## Short task
Could you give every line of the data below as a Markdown table with the columns Row and Text, numbering the rows and leaving out blank lines?

## Material for this exercise
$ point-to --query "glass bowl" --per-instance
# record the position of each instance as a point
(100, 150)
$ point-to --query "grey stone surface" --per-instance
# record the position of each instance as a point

## Result of this task
| Row | Text |
|---|---|
| 1 | $ point-to --query "glass bowl" --per-instance |
| 2 | # record the position of each instance as a point |
| 3 | (100, 150) |
| 4 | $ point-to --query "grey stone surface" --per-instance |
| 5 | # record the position of each instance as a point |